— STUDY QUESTIONS —
1: Please list every person mentioned by name in the comments below about AJ Cronin and Robert Anton Wilson.
2: Pick up the comment thread on AJ Cronin and Robert Anton Wilson where it stops, and keep writing it on from its last line.

— EXTRACT PROVIDED —

■ ■ ■ ■ ■ ■ ■

    My Scientologist friend also referenced the popular (1940a, 50s) novelist AJ Cronin (whose novel The Citadel was an influence on her husband’s decision to become a doctor). She’d read Cronin was recruited and coopted by JJ Reese of the Tavistock Institute, birthplace of MKULTRA. In The Citadel, Cronin’a idealistuc doctor finally commits suicide – shocking at the time and also a message to readers searching for ethical alternatives to the new industrialized medicine. One of Tavistock’s hidden psychological agendas, along with drugs and counterculture, was to promote ‘suicide’ to the masses as a way out of the dystopian world they were actively building.
    I think the collaboration between intelligence agencies and artists probably goes back to Elizabethan times and John Dee.

    Reply
  3. Hey Jaysun, are you familiar with Robert Anton Wilson? More and more I begin to suspect his complicity in all this (regretably – used to be one of my faves). Cronies with Sarfatti, Leary, etc etc; heavily pushed transhumanism and space migration… on and on.. totally syncs up with the program, imo. What do you think?

■ ■ ■ ■ ■ ■ ■

— RECORD SET —
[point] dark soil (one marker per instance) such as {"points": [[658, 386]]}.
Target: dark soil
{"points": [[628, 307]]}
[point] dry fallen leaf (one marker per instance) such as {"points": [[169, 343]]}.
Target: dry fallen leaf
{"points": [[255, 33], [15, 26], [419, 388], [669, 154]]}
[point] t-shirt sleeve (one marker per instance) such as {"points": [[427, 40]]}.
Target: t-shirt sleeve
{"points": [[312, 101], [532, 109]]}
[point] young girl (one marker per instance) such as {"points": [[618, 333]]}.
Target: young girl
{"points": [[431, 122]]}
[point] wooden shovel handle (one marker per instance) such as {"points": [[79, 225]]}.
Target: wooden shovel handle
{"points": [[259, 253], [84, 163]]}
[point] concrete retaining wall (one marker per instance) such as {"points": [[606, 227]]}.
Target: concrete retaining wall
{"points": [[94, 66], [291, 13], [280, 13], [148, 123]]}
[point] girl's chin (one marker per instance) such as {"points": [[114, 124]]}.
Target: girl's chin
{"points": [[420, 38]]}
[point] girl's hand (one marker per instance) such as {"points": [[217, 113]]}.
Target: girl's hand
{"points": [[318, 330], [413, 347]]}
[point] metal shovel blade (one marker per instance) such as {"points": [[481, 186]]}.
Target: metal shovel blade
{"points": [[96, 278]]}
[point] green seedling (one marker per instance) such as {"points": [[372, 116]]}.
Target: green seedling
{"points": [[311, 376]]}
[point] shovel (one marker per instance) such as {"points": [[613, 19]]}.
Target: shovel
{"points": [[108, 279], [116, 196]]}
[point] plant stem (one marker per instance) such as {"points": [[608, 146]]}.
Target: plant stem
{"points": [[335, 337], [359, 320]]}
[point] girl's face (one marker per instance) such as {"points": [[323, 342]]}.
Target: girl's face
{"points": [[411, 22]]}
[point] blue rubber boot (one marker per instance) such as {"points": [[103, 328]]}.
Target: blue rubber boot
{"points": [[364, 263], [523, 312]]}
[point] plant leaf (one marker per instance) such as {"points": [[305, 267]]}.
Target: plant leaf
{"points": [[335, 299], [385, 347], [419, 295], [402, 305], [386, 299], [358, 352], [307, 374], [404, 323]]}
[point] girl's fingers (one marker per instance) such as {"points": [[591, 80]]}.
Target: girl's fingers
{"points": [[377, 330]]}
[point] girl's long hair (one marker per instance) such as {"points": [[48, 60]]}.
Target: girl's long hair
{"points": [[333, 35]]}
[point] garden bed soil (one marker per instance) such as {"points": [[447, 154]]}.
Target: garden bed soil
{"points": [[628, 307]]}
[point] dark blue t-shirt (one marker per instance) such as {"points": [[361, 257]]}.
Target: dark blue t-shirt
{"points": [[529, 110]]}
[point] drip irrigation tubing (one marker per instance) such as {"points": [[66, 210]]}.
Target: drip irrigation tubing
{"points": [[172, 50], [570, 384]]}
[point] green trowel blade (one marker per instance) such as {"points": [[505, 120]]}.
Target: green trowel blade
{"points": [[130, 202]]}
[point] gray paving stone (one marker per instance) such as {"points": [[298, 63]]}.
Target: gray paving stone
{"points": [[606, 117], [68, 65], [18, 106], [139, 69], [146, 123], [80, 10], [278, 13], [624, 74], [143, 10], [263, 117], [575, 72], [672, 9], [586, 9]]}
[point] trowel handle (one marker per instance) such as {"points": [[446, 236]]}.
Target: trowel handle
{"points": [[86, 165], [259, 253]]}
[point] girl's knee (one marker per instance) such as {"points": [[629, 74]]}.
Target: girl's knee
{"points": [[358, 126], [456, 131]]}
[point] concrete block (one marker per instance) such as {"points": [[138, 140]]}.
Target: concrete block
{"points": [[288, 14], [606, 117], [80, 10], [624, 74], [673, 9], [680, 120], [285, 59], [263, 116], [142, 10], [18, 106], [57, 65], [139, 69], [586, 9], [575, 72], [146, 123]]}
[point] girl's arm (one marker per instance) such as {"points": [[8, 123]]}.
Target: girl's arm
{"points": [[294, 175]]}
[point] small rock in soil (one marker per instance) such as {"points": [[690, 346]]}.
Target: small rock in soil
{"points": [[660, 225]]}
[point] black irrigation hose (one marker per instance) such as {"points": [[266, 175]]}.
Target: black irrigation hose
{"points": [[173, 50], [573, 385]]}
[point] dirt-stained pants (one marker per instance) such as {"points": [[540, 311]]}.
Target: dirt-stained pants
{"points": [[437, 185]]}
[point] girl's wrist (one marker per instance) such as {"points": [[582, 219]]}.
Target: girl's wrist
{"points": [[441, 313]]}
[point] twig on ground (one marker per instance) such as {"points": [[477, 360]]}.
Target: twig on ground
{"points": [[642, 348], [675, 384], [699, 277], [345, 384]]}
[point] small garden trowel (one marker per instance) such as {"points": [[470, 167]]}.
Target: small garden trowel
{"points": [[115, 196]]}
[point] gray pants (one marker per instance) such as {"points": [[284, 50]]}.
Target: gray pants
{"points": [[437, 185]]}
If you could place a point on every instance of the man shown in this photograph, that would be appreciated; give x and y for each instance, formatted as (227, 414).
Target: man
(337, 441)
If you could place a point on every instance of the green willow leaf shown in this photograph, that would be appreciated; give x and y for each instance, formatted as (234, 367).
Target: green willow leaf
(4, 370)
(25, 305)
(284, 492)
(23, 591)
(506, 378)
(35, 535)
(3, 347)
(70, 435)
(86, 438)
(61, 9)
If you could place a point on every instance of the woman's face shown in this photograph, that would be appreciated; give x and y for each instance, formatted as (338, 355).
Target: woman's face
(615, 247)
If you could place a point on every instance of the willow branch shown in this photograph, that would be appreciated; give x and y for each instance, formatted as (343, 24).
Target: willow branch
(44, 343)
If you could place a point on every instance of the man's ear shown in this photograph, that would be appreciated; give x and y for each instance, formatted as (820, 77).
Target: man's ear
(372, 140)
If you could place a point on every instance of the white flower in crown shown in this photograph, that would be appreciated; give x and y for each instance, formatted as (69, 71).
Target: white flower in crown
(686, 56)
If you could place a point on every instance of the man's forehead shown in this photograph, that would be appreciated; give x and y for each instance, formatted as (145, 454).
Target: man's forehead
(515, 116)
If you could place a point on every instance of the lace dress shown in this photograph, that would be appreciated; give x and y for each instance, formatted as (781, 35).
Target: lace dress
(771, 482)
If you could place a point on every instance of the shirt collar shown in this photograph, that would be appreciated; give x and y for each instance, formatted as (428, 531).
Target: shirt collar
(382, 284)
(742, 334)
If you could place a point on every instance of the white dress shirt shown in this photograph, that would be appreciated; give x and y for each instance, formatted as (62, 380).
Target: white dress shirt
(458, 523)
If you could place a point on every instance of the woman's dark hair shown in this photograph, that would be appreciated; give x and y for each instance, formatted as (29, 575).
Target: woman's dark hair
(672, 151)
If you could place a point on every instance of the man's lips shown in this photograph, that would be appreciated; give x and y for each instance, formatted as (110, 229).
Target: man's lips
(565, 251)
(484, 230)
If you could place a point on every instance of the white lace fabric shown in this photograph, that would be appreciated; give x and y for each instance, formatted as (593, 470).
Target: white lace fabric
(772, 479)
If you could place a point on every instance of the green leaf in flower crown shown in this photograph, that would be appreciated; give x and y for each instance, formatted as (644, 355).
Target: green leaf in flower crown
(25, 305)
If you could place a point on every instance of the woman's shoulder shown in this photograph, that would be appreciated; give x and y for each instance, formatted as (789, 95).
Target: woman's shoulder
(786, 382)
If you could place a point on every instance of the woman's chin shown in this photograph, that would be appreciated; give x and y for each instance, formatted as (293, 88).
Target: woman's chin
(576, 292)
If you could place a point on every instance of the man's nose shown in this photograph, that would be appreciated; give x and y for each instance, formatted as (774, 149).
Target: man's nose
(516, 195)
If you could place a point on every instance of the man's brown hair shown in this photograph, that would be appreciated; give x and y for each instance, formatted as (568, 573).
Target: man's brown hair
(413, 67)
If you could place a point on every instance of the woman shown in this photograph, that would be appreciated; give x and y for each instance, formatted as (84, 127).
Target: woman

■ ■ ■ ■ ■ ■ ■

— EXERCISE ANSWERS —
1: AJ Cronin, JJ Reese, John Dee, Jaysun, Robert Anton Wilson, Sarfatti, Leary

2:
    Reply
      • RAW definitely had some dubious beliefs & affiliations. I remember when i first read Cosmic Trigger at aged 20, I was loving it until i reached the part about his having his daughter’s brain frozen after she was killed, and his blind belief that she would be resurrected some day. A blind spot like that throws everything else into question. Whether RAW was knowingly complicit or himself duped, culturally engineered, I wouldn’t like to hazard a guess. Unlike those other suspects, the high quality of his work would seem to suggest the latter, but maybe not. Even Hakim Bey was a pedophila advocate: https://libcom.org/library/paedophilia-and-american-anarchism-the-other-side-of-hakim-bey

        Reply
    • So wtf is wrong with space migration? Leave RAW alone freak! The human condition has been trans human since homo sapiens were genetically formulated by the Shining ones eons ago. Dennis

      Reply
      • It’s a bit hard to understand how someone who’s been reading this blog for a while can ask this question. Or is this a satirical comment & am I am being dull and humorlessly literal-minded?

        Reply
  4. John Dee was certainly an occultist (magician) and intelligence agent, and is presumed to have been the origin of Ian Fleming’s “007”, since that is how he signed his letters to Queen Elizabeth I. Though some accounts refer to a rivalry between his more benign, “humanist” intelligence methods, in contrast to those of the more ruthless Cecil family, which won out…
    I had not seen that photo of Burgess before – it would seem to show him with a young Paolo-Andrea, his “son”, though in fact the boy’s biological father was an Anglo-Scottish man named Halliday – a reason why Andrea may have affected a Scottish dress and accent in later life. Though when I met him (with his mother Liana) I found he had the intonations of a robot. He was to die of an epileptic fit (having “forgotten” to take his medication) in 2002 at the young age of 38. A sad end to a sad life.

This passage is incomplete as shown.